▶ [Required action]:
Print exactly what appears from the line containing "point: distant shoreline" through the final line of the data below, pictures excluded.

▶ [Given data]:
>>>>

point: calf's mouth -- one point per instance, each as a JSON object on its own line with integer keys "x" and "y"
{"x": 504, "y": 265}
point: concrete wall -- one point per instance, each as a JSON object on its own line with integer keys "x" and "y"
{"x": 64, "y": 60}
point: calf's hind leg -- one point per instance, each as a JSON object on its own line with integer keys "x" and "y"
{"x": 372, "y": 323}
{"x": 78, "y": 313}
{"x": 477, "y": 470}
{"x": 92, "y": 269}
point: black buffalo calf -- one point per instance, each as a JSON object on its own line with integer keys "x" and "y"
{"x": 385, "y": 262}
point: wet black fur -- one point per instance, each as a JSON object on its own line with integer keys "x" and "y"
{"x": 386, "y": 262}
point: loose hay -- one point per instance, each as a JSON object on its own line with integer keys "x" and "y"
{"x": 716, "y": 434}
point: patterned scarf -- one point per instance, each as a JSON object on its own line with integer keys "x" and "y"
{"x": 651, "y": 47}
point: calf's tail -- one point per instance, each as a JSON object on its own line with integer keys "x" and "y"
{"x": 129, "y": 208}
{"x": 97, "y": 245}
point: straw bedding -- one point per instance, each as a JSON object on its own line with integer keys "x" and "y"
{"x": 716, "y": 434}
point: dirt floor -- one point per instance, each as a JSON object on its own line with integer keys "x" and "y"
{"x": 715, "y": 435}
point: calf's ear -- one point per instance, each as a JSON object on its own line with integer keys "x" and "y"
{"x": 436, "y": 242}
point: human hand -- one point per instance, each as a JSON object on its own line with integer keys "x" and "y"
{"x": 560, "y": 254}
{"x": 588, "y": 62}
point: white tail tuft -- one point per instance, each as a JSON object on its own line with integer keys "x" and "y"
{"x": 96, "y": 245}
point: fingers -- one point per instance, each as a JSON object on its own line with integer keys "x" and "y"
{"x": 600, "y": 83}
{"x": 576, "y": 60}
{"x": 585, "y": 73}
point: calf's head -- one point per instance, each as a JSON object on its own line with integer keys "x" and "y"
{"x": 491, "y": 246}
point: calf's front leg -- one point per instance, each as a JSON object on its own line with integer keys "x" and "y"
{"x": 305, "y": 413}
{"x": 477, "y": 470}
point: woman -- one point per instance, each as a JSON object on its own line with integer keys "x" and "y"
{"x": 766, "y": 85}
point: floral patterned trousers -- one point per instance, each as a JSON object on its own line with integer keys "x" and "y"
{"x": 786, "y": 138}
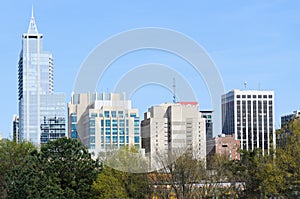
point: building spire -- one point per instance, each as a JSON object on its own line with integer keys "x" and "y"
{"x": 32, "y": 28}
{"x": 32, "y": 11}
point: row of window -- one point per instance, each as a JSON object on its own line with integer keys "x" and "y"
{"x": 113, "y": 114}
{"x": 256, "y": 96}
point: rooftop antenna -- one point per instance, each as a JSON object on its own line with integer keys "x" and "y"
{"x": 174, "y": 90}
{"x": 32, "y": 11}
{"x": 245, "y": 85}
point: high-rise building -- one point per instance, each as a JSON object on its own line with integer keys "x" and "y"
{"x": 173, "y": 128}
{"x": 103, "y": 122}
{"x": 249, "y": 116}
{"x": 37, "y": 99}
{"x": 208, "y": 116}
{"x": 15, "y": 131}
{"x": 285, "y": 119}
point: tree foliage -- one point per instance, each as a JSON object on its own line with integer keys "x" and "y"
{"x": 61, "y": 169}
{"x": 12, "y": 155}
{"x": 122, "y": 176}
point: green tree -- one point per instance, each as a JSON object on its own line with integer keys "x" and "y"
{"x": 12, "y": 155}
{"x": 61, "y": 169}
{"x": 126, "y": 167}
{"x": 179, "y": 178}
{"x": 109, "y": 184}
{"x": 288, "y": 160}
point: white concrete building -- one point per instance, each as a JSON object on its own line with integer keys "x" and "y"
{"x": 103, "y": 121}
{"x": 249, "y": 115}
{"x": 285, "y": 119}
{"x": 170, "y": 129}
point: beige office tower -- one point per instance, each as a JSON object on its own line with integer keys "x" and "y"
{"x": 168, "y": 130}
{"x": 103, "y": 121}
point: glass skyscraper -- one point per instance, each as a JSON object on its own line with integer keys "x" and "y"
{"x": 37, "y": 99}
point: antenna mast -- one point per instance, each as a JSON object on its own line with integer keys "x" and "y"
{"x": 174, "y": 91}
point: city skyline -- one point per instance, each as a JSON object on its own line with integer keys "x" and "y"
{"x": 266, "y": 40}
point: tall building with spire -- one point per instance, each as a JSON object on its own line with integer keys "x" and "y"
{"x": 37, "y": 100}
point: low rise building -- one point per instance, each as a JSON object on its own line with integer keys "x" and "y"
{"x": 170, "y": 129}
{"x": 103, "y": 121}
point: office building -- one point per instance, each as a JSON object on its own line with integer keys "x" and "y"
{"x": 15, "y": 131}
{"x": 37, "y": 99}
{"x": 103, "y": 122}
{"x": 172, "y": 128}
{"x": 249, "y": 116}
{"x": 285, "y": 119}
{"x": 208, "y": 116}
{"x": 227, "y": 146}
{"x": 52, "y": 129}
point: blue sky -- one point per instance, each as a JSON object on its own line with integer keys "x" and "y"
{"x": 255, "y": 41}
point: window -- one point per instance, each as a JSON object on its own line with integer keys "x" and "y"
{"x": 136, "y": 131}
{"x": 121, "y": 131}
{"x": 92, "y": 139}
{"x": 92, "y": 131}
{"x": 93, "y": 115}
{"x": 92, "y": 122}
{"x": 120, "y": 113}
{"x": 114, "y": 122}
{"x": 107, "y": 131}
{"x": 115, "y": 131}
{"x": 106, "y": 113}
{"x": 132, "y": 114}
{"x": 115, "y": 139}
{"x": 107, "y": 139}
{"x": 122, "y": 139}
{"x": 74, "y": 117}
{"x": 74, "y": 127}
{"x": 136, "y": 122}
{"x": 136, "y": 139}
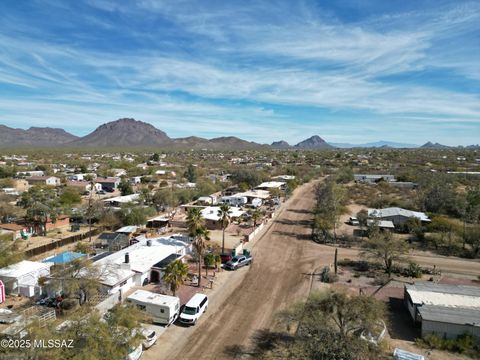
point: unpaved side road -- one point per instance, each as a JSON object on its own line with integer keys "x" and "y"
{"x": 284, "y": 258}
{"x": 278, "y": 277}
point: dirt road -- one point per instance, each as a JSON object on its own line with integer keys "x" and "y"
{"x": 283, "y": 259}
{"x": 277, "y": 278}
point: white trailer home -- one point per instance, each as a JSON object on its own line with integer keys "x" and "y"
{"x": 163, "y": 309}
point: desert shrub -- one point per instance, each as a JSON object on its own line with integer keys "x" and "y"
{"x": 413, "y": 270}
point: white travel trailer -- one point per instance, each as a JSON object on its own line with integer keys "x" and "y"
{"x": 234, "y": 200}
{"x": 163, "y": 309}
{"x": 256, "y": 202}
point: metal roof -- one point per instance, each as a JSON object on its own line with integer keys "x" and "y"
{"x": 399, "y": 354}
{"x": 23, "y": 268}
{"x": 429, "y": 293}
{"x": 396, "y": 211}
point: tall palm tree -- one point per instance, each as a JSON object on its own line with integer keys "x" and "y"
{"x": 256, "y": 215}
{"x": 199, "y": 233}
{"x": 194, "y": 220}
{"x": 224, "y": 214}
{"x": 202, "y": 234}
{"x": 175, "y": 274}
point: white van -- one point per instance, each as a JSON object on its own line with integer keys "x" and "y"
{"x": 192, "y": 310}
{"x": 162, "y": 308}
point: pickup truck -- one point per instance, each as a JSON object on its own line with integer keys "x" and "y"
{"x": 238, "y": 261}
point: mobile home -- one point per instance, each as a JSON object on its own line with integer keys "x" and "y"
{"x": 163, "y": 309}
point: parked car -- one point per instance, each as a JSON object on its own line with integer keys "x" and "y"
{"x": 193, "y": 309}
{"x": 238, "y": 261}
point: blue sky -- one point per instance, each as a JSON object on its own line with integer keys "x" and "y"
{"x": 348, "y": 70}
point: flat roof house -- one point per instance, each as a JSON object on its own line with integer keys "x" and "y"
{"x": 271, "y": 185}
{"x": 373, "y": 178}
{"x": 43, "y": 180}
{"x": 112, "y": 241}
{"x": 22, "y": 278}
{"x": 212, "y": 219}
{"x": 141, "y": 257}
{"x": 397, "y": 215}
{"x": 445, "y": 310}
{"x": 110, "y": 183}
{"x": 120, "y": 200}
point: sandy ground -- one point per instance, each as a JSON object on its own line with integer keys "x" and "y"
{"x": 284, "y": 260}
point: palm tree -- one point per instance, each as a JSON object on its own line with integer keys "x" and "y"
{"x": 199, "y": 244}
{"x": 224, "y": 214}
{"x": 256, "y": 215}
{"x": 175, "y": 274}
{"x": 199, "y": 233}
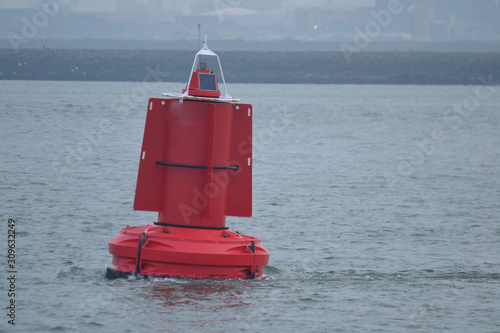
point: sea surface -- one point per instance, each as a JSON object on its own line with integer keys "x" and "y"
{"x": 380, "y": 206}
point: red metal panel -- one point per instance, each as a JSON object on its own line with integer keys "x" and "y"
{"x": 239, "y": 196}
{"x": 196, "y": 133}
{"x": 148, "y": 189}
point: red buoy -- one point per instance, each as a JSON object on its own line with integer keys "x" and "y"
{"x": 195, "y": 169}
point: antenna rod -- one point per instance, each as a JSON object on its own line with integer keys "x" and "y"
{"x": 199, "y": 36}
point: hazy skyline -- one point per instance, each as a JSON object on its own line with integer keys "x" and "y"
{"x": 110, "y": 5}
{"x": 258, "y": 20}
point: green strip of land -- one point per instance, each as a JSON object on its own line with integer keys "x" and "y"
{"x": 251, "y": 67}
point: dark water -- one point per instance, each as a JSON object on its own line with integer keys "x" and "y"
{"x": 379, "y": 205}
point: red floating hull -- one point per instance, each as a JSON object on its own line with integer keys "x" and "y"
{"x": 180, "y": 252}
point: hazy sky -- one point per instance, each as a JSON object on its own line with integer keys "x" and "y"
{"x": 106, "y": 4}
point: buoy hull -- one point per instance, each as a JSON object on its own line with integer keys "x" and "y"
{"x": 180, "y": 252}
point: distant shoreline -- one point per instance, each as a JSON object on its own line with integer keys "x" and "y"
{"x": 322, "y": 67}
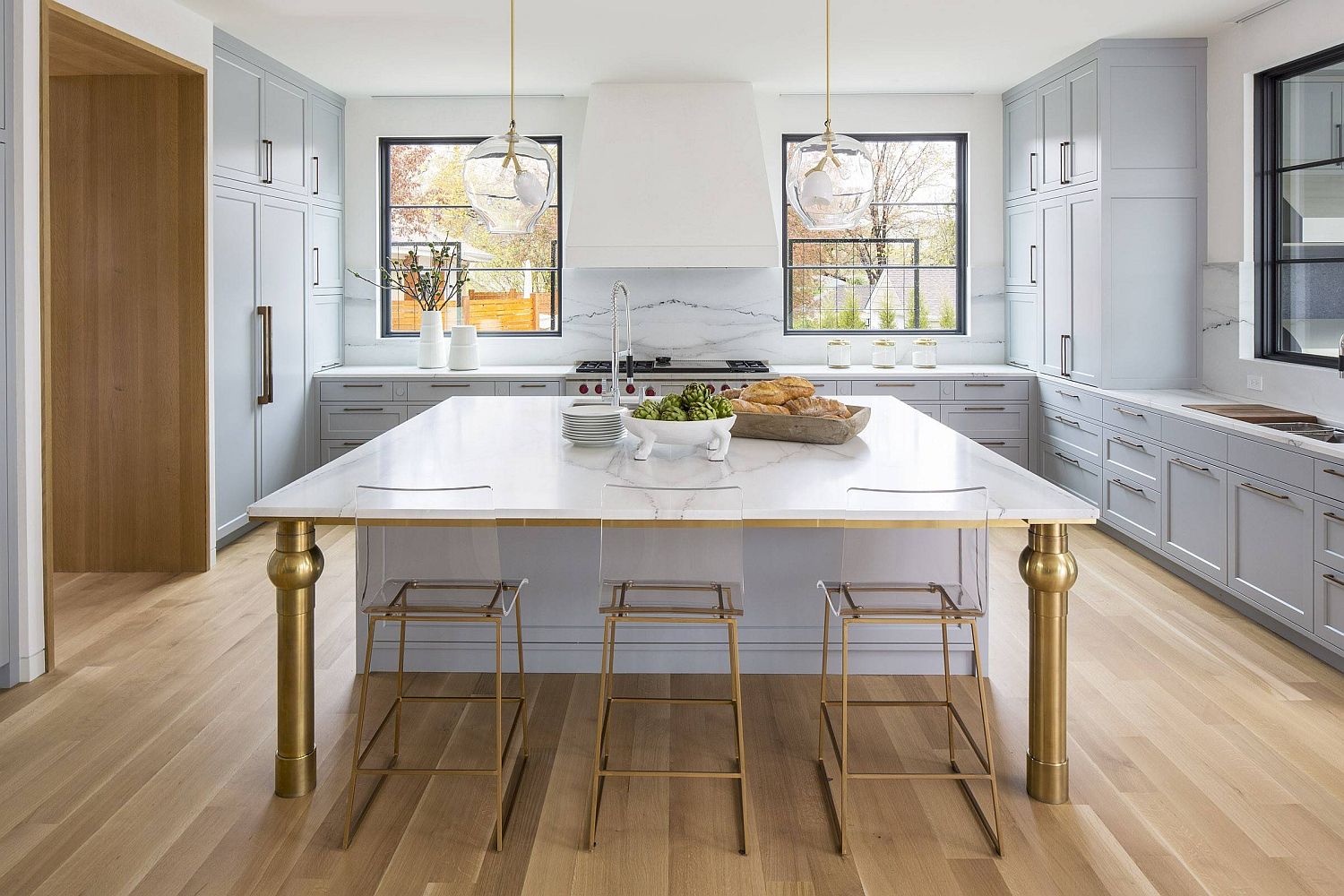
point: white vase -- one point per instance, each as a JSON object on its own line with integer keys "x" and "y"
{"x": 461, "y": 352}
{"x": 433, "y": 349}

<<<<

▶ [Answer space]:
point: distant shoreline -- one point per instance, each as a JSON object on its own line with integer keys "x" and "y"
{"x": 322, "y": 67}
point: white vase -- one point per instance, each as a JSON object on its own line with integer keys "x" and "y"
{"x": 461, "y": 352}
{"x": 433, "y": 349}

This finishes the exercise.